Document excerpt:
+--

The human body uses cholesterol to digest food and triglycerides to store the energy collected from digestion. Lipoprotein carries them in the bloodstream, which has five types: chylomicrons, high-density lipoprotein (HDL), intermediate-density lipoprotein (IDL) low-density lipoprotein (LDL) and very low-density lipoprotein (VLDL).
Out of all the types, VLDL and LDL stand out because of their differences, particularly their effects to the human body.
Triglycerides and VLDL
VLDL circulates cholesterol (10%), triglycerides (70%), proteins (10%) and other fats (10%)throughout the bloodstream. Triglycerides are produced by the human body whenever it consumes carbohydrates and sugar. Extra triglycerides are stored in the cells for later use should the body need additional energy.
However, VLDL can cause plaque buildup in the arteries if the body consumes more carbs and sugar than metabolism can burn. Also known as atherosclerosis, it increases the risk of heart disease and stroke. It can trigger coronary artery disease, wherein the coronary arteries become narrow or blocked.
Increased inflammation and blood pressure, changes in the linings of blood vessels, and low levels of HDL can also cause decrease VLDL levels.
Triglycerides, which are synthesized in the liver, is stripped from VLDL through the enzyme called lipoprotein lipase. Lipoprotein is located on the surface of endothelial cells. They digest triglycerides to fatty acids and monoglycerides. It can also diffuse for oxidation in the cell or resynthesize into triglycerides if it is an adipose cell.
For a healthy level, VLDL levels must be between 2 to 30 milligrams per deciliter (mg/dL). Any more and it can spell heart problems. Even though triglycerides stores energy in cells, it is still a type of fat that must be controlled to avoid cardiovascular diseases. Fortunately, these can be prevented by proper diet and regular exercise.
The smaller range of the two, it is more difficult to keep the results within VLDL range. Planning a diet and workout regime can increase the score, and must be consulted with the doctor first to maximize effectivity. The doctor will use the patient’s medical history and other pertinent records as basis for prescription.
Cholesterol and LDL
LDL contains 26% cholesterol, 25% proteins, 15% other fats, and 10% triglycerides. Cholesterol creates vitamins, hormones, and other substances that can break down food. It is also used by the membranes and synthesized to produce steroid hormones. Cholesterol can also come from meat and dairy products, to name a few.
Cells take cholesterol using receptor-mediated endocytosis. This process moves large molecules, parts, and even whole cells and puts them in a cell. Density in LDL increases after removing triglycerides from VLDL particles. They will remodel at the liver to become LDL.
High levels of LDL cholesterol increase the risk of heart attack and stroke. Like VLDL, it can also cause plaque buildup in the arteries, stiffen arterial walls, and cause blood clots. Blood pressure will rise because the heart is pushing blood through clogged blood vessels, weakening heart muscles over time.

+--

Phrase grounding data:
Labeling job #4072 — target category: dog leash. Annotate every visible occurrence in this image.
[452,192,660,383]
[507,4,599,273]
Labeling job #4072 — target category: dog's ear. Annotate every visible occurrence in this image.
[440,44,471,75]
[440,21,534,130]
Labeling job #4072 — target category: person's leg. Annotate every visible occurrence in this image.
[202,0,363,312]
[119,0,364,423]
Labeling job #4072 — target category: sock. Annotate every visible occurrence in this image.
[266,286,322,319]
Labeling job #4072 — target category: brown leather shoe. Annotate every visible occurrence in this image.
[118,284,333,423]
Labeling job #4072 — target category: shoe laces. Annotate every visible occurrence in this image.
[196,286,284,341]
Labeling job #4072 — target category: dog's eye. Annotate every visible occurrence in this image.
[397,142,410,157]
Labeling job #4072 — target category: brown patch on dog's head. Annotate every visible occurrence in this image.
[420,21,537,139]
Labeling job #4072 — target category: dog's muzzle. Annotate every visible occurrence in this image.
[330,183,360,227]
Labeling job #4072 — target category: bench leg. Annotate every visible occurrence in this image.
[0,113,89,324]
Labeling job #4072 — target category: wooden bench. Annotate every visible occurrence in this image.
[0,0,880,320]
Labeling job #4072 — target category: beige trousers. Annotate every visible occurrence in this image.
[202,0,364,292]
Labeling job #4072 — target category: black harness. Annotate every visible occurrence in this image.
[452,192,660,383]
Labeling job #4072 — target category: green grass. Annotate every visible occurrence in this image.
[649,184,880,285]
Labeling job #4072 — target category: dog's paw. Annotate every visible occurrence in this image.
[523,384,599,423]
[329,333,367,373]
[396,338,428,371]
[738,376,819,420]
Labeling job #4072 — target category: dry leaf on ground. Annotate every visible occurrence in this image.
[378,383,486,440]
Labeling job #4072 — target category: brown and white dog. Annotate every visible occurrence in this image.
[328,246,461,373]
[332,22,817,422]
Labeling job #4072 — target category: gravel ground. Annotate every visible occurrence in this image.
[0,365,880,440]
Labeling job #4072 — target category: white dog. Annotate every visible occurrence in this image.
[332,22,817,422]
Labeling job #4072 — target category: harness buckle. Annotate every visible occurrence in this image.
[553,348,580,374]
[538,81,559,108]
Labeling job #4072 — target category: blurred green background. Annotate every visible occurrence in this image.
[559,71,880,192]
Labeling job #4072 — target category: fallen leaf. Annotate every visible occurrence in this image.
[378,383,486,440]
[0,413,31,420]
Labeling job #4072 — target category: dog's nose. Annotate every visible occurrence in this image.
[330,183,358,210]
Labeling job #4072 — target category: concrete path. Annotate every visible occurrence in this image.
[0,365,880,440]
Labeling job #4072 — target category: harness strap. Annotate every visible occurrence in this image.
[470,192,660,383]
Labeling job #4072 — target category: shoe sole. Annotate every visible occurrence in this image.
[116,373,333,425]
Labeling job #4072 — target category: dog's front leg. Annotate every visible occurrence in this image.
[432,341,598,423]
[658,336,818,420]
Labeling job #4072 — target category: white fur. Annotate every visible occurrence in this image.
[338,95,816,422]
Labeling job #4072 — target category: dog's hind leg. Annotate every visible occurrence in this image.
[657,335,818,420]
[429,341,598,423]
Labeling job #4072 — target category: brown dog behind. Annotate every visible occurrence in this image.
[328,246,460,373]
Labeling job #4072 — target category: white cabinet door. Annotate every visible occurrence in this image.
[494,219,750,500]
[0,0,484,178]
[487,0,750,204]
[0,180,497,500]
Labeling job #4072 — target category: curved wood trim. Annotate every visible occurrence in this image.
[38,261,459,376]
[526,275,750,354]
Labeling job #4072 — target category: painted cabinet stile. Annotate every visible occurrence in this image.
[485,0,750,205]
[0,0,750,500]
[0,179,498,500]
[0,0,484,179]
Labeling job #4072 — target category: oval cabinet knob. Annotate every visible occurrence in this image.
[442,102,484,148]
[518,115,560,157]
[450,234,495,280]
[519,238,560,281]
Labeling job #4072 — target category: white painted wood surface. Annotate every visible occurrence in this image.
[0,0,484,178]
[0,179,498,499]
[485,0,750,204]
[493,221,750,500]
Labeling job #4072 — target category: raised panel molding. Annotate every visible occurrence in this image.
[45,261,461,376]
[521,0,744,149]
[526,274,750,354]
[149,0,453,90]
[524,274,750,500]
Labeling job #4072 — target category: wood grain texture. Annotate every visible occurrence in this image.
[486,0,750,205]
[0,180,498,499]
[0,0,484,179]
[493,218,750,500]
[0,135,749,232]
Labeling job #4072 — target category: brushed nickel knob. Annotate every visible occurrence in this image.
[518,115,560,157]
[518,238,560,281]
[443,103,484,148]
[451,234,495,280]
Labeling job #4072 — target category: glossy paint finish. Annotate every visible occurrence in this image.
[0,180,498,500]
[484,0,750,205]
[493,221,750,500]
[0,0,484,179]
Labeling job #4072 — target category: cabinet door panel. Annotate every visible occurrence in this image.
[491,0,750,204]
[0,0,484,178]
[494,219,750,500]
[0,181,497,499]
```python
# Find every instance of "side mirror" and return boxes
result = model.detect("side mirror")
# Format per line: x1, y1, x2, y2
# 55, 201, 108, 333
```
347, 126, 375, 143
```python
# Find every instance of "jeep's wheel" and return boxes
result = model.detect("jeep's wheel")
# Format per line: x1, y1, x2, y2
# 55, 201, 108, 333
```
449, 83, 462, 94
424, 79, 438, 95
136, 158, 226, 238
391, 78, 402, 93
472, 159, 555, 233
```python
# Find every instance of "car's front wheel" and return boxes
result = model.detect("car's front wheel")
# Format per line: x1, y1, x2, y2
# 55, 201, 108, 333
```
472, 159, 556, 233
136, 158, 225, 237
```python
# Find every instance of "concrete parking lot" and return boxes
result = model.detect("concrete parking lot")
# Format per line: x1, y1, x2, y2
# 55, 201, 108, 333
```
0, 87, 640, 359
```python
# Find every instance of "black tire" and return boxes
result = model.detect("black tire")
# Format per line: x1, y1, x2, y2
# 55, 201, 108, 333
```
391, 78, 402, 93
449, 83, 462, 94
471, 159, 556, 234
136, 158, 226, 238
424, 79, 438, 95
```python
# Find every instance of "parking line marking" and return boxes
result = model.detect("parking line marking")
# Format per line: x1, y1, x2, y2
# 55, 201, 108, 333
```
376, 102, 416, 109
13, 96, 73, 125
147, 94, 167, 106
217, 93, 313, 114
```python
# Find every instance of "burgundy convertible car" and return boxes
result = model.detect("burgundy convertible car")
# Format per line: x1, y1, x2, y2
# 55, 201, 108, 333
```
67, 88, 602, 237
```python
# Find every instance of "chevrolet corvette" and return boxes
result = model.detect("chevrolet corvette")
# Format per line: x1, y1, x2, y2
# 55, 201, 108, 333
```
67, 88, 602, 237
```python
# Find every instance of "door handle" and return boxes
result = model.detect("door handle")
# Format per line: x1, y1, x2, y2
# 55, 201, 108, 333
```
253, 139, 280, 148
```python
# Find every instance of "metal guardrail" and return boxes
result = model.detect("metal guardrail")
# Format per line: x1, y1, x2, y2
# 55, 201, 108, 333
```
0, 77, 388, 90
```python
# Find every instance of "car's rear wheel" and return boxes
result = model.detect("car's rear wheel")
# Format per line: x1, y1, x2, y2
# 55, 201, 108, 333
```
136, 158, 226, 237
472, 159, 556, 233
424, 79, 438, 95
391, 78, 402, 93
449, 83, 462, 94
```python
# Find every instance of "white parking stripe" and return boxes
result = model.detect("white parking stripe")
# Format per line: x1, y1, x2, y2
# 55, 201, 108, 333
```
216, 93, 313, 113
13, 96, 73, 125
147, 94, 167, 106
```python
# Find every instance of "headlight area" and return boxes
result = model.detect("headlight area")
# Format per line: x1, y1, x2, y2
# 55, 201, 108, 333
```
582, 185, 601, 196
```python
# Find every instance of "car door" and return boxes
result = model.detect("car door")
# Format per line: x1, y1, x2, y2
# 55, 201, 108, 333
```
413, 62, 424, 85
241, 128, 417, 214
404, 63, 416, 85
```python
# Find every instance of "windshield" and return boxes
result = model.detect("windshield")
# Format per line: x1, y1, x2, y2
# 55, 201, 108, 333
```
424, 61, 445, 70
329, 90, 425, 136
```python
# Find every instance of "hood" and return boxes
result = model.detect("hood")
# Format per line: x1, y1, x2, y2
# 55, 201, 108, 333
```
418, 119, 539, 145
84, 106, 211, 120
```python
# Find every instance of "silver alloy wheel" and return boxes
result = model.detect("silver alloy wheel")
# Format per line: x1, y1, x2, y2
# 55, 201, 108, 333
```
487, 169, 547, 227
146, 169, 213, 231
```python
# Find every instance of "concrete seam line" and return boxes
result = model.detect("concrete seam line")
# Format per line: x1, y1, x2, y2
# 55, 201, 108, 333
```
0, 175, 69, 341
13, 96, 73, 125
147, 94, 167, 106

+--

Exercise instructions:
Reproduce everything in the article on VLDL and LDL from "Cholesterol and LDL" down to "name a few.". Rely only on the article on VLDL and LDL.

Solution to the problem:
Cholesterol and LDL
LDL contains 26% cholesterol, 25% proteins, 15% other fats, and 10% triglycerides. Cholesterol creates vitamins, hormones, and other substances that can break down food. It is also used by the membranes and synthesized to produce steroid hormones. Cholesterol can also come from meat and dairy products, to name a few.